## START PASSAGE SHOWN

Image: Ignacio B. Peña
I am losing track of time.
For me, class has now been in full swing for about five weeks and I feel at this point like I’m spinning around faster every day, trying to keep track of every element that surrounds my life, to varying degrees of success. I’ll try and organize this here as best as I can, but this might get messy.
I have no context for masters programs outside of what my fellow contributors in their respective courses have described, but for a look, here is how my semester is breaking down. There are approximately close to thirty masters writing students in my group (something like twenty-four in prose, three in poetry.) The prose students are divided into three workshop groups where we submit a written piece of fiction every two weeks, so that half the workshop class submits a piece of writing one week, followed by the other half the next week. That’s every Tuesday.
Wednesday’s we have a class dedicated to reading novels at the program director’s discretion, where we explore different styles of prose and technique while discussing how successfully (or unsuccessfully) we feel the text worked as readers ourselves. We’re reading a novel a week, and the first few weeks they were relatively not too time consuming (Heart of Darkness, The Prime of Miss Jean Brodie.) As the year stretches on we’ve been told this changes, and I’m starting to feel it, although I also wonder if it’s an accumulation of many things. I’ll come back to that point shortly.
Thursdays are our seminar days. Each week we focus on a different element of fiction and discuss how this plays into our writing in different ways. Depending on which professor is giving the seminar that week, we do various forms of writing exercises in class dealing with the focus of the week. There are varying amounts of reading and writing that needs to be done in preparation for the seminars as well.
I was also accepted into a separate workshop that is held by the current writer-in-residence at the university. That workshop meets every fortnight on Wednesdays, and the focus in these sessions seem to be exploring more specific modes of storytelling; how an event in our lives can be communicated through evolving means in our world today, exploring ideas of internal and external storytelling through stories, poems, social media, etc. We’ve been discussing the idea of the unfiltered self versus what a writer (any writer, anyone with access to words) ultimately chooses to tell, and why. It’s fascinating.
Outside of this, there are really important moments that are keeping me level. Every odd Monday or so, one of my flatmates gets me out to a dance class. I sit in on the local film society’s committee meetings right before. Wednesdays I spend an hour and a half with a student-run magazine during their own workshop at a local cafe, where we discuss other student pieces. The Literature Society puts on discussions on specific genres in fiction, as well as other neat events, like slam poetry or outings to the movies and such (a trip to see Macbeth was absolutely justified.) There’s the odd night out with my own post-graduate workshop group. I still don’t have a part time job, though I’m trying to find one as soon as I can.
All told, I’m only in class anywhere from six-to-eight hours each week. Compared to my past life as an animator where I was in the office anywhere from 70 to 80 hours a week during the most stressful of times, this doesn’t sound too bad. So why is it I’m still getting to bed at 2 or 3 in the morning most nights?

## END PASSAGE SHOWN
## START RAW RECORDS

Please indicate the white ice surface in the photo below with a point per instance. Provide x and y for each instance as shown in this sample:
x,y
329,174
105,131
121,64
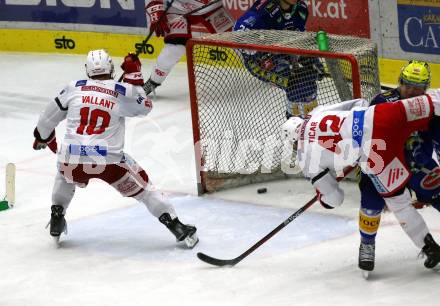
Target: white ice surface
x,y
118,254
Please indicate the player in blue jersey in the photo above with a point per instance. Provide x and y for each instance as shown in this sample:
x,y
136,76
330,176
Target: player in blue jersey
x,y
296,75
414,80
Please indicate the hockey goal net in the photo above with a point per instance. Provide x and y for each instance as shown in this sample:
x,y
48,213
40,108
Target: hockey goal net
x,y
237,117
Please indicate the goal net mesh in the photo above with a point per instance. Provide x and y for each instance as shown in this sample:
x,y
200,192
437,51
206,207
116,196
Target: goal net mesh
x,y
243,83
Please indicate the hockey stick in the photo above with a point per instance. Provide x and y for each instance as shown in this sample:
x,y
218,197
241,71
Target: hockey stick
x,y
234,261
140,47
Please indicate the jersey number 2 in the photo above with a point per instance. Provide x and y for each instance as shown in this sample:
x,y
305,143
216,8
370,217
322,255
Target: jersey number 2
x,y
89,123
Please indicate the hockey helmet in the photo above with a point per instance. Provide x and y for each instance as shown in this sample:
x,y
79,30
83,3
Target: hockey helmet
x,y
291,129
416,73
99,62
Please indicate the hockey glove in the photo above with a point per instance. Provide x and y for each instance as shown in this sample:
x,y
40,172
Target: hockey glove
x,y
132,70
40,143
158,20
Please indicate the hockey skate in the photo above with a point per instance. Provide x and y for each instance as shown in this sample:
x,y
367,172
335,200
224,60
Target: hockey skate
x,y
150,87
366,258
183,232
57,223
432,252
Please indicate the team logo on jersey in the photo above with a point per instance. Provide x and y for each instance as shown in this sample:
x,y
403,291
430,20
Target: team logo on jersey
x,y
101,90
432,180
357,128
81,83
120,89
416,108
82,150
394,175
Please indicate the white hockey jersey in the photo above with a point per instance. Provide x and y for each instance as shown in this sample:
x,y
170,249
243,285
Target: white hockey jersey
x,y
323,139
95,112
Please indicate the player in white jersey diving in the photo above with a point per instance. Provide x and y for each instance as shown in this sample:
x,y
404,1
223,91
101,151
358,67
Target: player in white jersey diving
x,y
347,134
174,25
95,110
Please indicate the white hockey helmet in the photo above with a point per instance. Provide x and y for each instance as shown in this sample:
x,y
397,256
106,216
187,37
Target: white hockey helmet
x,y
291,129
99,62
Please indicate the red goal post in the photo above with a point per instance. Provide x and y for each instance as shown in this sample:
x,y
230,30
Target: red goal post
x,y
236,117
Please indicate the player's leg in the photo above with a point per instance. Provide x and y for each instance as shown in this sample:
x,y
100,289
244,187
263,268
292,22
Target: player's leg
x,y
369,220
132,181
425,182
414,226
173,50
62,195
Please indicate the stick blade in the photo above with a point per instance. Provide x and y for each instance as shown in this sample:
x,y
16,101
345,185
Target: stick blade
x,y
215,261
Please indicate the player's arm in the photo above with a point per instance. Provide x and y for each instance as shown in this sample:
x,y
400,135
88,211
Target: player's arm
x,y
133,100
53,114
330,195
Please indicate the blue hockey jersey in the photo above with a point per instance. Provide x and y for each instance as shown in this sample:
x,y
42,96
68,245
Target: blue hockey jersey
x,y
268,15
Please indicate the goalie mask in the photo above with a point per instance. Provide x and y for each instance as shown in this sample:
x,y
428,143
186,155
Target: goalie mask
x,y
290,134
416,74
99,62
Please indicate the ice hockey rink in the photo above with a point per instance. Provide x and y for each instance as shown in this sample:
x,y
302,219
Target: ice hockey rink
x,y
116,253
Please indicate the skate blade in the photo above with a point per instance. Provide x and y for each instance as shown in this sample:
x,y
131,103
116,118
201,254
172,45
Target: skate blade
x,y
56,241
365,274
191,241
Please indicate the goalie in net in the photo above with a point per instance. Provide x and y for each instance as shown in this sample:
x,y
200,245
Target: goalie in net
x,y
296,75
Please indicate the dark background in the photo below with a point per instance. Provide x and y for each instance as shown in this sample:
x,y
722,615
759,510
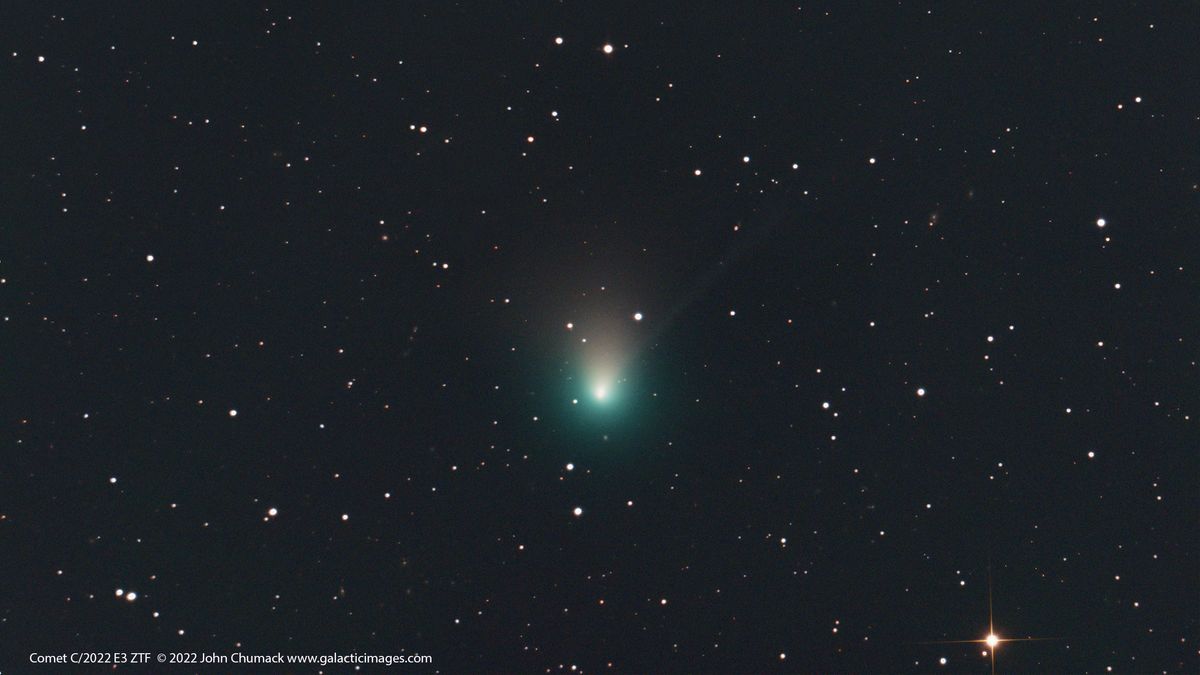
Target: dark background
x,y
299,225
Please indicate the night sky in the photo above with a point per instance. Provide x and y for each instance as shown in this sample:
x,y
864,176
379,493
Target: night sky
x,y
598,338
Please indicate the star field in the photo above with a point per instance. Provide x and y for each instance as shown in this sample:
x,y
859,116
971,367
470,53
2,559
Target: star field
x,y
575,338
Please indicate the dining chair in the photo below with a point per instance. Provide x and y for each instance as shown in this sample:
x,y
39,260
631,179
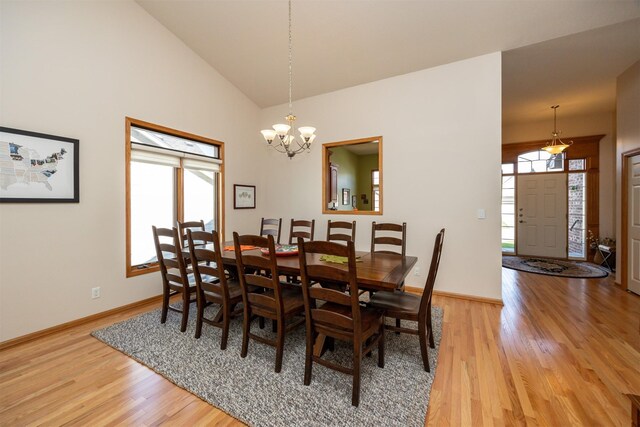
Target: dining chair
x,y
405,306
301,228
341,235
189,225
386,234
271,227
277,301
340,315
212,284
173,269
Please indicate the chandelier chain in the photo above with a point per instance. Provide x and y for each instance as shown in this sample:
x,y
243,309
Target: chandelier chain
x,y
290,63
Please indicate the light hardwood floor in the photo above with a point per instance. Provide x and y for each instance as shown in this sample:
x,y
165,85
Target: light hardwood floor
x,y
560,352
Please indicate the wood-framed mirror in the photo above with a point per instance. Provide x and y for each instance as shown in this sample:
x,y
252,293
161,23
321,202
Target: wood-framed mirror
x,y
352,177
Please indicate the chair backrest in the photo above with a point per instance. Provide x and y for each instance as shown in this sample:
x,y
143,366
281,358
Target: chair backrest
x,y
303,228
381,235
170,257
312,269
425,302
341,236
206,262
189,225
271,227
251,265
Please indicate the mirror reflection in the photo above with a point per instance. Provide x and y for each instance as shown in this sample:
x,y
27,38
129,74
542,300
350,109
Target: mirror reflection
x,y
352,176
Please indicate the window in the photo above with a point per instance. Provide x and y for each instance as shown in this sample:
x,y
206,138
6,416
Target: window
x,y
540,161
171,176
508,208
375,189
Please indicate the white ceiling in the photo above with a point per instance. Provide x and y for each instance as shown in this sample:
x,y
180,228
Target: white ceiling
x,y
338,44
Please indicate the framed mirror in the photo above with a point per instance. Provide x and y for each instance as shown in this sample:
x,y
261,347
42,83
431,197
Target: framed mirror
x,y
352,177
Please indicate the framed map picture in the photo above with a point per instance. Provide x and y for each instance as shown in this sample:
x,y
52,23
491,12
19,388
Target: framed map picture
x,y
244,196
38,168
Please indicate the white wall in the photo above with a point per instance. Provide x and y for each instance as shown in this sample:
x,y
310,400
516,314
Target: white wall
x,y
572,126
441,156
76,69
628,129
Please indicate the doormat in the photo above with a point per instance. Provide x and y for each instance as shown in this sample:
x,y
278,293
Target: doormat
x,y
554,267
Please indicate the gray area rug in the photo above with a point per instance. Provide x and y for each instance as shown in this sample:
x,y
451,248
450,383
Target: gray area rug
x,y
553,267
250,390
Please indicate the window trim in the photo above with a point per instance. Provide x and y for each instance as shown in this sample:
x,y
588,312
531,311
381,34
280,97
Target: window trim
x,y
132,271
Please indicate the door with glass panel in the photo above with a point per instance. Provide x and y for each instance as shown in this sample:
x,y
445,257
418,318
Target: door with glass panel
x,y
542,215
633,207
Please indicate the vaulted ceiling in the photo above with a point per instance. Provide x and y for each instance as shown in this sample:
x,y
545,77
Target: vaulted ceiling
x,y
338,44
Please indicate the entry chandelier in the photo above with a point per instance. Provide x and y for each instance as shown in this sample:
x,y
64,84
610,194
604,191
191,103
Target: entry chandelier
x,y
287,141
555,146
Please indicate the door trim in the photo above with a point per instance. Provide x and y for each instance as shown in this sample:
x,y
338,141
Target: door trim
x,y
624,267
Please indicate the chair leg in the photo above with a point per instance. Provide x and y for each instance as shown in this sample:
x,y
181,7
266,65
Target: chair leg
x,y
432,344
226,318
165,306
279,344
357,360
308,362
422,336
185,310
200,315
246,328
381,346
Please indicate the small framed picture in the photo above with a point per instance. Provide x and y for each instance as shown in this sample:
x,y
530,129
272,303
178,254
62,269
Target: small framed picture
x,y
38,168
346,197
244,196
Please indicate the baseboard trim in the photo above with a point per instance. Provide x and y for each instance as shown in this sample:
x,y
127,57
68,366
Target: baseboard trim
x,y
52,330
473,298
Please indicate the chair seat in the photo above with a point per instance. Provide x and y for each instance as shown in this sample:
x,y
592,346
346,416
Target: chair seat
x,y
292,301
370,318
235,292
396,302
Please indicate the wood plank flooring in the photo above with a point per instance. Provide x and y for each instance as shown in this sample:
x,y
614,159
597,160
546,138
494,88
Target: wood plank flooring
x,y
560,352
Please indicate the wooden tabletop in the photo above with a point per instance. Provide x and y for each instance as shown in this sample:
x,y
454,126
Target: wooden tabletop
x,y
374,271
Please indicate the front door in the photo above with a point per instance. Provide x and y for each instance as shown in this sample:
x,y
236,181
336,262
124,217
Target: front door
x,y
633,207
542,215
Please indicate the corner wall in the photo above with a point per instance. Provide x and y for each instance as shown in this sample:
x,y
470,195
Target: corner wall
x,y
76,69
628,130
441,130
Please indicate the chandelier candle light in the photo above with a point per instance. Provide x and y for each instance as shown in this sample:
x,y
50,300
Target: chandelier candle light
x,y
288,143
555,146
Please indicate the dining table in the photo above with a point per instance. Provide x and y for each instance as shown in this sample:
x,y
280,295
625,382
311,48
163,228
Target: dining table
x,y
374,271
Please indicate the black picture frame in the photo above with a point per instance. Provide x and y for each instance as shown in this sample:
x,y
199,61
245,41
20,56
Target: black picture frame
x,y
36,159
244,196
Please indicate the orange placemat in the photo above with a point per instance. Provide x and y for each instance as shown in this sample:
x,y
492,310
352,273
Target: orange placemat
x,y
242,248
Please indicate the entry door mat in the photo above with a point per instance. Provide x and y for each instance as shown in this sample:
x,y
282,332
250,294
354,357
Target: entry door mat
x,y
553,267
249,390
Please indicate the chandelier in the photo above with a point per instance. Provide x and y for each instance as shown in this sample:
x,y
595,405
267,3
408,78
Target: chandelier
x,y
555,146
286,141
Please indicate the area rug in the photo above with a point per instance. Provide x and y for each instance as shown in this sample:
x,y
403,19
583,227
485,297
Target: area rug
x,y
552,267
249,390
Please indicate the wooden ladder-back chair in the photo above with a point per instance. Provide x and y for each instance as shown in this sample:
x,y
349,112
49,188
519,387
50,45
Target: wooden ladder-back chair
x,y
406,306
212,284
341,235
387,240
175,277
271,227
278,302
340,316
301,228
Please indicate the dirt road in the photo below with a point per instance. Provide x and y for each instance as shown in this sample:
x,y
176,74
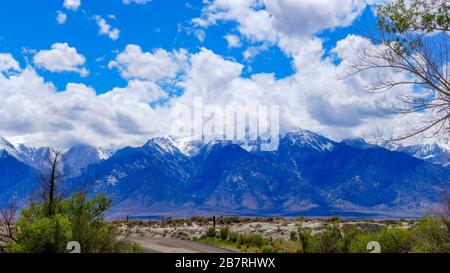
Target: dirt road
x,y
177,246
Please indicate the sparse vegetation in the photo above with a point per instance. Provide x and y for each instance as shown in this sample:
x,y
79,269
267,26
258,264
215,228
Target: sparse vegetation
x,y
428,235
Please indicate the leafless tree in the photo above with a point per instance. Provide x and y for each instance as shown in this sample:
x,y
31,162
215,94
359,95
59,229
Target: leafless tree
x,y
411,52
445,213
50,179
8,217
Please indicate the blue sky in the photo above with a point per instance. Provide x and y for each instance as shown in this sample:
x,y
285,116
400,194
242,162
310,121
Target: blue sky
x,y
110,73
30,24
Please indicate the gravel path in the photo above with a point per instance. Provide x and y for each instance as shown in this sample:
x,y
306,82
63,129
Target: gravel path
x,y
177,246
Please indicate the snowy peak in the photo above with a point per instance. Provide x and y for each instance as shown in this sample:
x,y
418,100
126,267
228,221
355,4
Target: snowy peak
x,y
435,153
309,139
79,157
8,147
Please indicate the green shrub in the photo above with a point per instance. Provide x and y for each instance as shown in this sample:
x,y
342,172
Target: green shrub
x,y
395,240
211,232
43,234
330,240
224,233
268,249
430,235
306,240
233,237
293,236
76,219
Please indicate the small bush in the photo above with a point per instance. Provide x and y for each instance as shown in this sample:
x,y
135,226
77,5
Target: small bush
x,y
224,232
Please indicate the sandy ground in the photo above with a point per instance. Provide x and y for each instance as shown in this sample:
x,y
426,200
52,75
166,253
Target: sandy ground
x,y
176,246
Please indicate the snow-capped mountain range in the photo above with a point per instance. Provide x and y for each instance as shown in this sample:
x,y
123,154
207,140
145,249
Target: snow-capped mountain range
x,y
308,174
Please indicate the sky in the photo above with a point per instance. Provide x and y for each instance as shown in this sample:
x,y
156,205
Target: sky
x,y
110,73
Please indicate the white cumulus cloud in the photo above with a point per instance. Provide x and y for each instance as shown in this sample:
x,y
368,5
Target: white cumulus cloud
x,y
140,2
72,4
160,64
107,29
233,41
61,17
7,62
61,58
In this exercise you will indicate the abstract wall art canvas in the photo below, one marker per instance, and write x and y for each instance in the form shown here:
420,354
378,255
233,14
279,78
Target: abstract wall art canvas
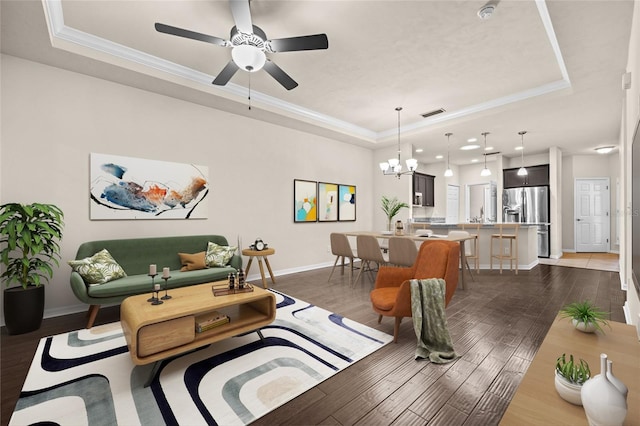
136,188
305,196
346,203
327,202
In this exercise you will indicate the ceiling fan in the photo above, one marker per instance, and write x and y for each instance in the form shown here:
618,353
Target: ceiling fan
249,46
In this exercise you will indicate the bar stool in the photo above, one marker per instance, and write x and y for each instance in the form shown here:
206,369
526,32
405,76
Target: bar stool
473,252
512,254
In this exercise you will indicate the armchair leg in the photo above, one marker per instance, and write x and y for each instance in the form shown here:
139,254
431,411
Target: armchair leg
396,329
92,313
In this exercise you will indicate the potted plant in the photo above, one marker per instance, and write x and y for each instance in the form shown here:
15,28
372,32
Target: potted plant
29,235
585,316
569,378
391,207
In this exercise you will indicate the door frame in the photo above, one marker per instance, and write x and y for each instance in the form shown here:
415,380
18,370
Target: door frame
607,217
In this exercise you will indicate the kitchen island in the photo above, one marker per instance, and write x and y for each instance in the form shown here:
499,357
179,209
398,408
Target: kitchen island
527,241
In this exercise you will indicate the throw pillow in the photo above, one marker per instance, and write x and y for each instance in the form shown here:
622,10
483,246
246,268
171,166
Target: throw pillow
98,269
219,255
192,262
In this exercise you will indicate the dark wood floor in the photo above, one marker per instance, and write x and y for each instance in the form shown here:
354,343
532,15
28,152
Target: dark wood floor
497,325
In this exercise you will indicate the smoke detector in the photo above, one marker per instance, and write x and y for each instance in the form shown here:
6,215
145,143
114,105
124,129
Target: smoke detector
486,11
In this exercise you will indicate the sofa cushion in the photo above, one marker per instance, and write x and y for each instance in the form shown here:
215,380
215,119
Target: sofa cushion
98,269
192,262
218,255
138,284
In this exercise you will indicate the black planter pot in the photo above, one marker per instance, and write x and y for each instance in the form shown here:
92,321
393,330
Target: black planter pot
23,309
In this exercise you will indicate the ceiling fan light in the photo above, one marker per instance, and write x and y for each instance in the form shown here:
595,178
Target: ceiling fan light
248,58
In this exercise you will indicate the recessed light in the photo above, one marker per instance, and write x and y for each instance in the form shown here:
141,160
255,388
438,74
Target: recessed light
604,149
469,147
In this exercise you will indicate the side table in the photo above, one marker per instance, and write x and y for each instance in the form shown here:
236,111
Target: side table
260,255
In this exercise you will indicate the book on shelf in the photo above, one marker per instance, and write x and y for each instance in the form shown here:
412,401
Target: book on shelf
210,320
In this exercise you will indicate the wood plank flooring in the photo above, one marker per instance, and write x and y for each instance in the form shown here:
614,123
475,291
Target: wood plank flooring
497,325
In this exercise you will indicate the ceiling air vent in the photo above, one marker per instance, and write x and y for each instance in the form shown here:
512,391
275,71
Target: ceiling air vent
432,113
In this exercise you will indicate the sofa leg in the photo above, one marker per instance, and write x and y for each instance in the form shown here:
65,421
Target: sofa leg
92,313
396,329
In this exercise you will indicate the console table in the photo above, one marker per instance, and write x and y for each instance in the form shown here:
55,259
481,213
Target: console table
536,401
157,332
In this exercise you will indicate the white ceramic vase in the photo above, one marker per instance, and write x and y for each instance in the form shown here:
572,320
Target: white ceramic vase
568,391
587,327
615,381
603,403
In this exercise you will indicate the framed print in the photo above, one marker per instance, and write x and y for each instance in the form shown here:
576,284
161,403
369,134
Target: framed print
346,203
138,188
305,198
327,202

## END RAW RECORDS

PROBLEMS TO SOLVE
**A.** Print the post about the writing master's semester between "For me, class" and "That’s every Tuesday.", inclusive, reproducing every word.
**B.** Proceed with the post about the writing master's semester, picking up right after its last sentence.

EXPECTED RESULTS
**A.**
For me, class has now been in full swing for about five weeks and I feel at this point like I’m spinning around faster every day, trying to keep track of every element that surrounds my life, to varying degrees of success. I’ll try and organize this here as best as I can, but this might get messy.
I have no context for masters programs outside of what my fellow contributors in their respective courses have described, but for a look, here is how my semester is breaking down. There are approximately close to thirty masters writing students in my group (something like twenty-four in prose, three in poetry.) The prose students are divided into three workshop groups where we submit a written piece of fiction every two weeks, so that half the workshop class submits a piece of writing one week, followed by the other half the next week. That’s every Tuesday.

**B.**
I’ve stopped and thought about it. I am definitely writing more now than I ever have. Maybe not specifically on the fiction that I had set out to do when I left my job (though I am getting there, little by little), but I’m finding myself sitting at my laptop all over the city and typing out something throughout most of the day. When I’m not doing that, and I’m waiting for class, or I’m on my bicycle and I’ve agreed to meet someone for a drink or something, I get anxious thinking about the writing that I should get back to when I return to my flat in the evening.
Yes, I live in a flat now, although in reality, I am actually living in the library, in the postgrad room in George Square, at Cult Cafe, at Southern Cross Cafe. So actually, I should say that so far, I have only been sleeping in my flat. Days keep slipping away and I don’t know if I’m not reading fast enough or writing fast enough but somehow I get to the empty hours of the evening wondering how the hell I ran out of time again. I wake up, I shower, and I go; I have a coffee at a favorite cafe, and I sit and read or write for hours. I’ve written two revisions on a new short story, on top of finally getting to writing a piece for what I hope will end up being a novel; I managed to push out a short piece of fiction for the student mag; when I can, I sit down and write for this blog; I continue to write long emails to New Zealand that, once I start, continue to run away from me.
As far as summaries go, I haven’t left anything out. This is my life. There has been no television, no frequent movie watching or anything like that (although there’s so many good movies coming out, I’m forcing myself to fix this.) There’s no romantic interest to lose whole evenings to, no part time job yet. I feel like maybe others around me have certainly figured out a way to balance out their weeks, schedule things out in a way that doesn’t quite feel so breathless. I wonder a lot if it’s just me who feels slightly overwhelmed at not just how much I want to write, but also how much time I have to write it. In my head, I am constantly thinking to myself, “I have a year,” except that, shit, it’s almost November, and I actually don’t quite have a year anymore, do I? I wonder if this expiration date is applying an extra level of pressure that I can’t seem to shake. Or it could just be that over the years I’ve simply just become far too addicted at feeling busy all the time.
I wake up every morning an hour after all four of my alarms take turns ringing into my face, and when I finally pull myself out of bed, I always tell myself how lucky I am that I don’t have class in the mornings.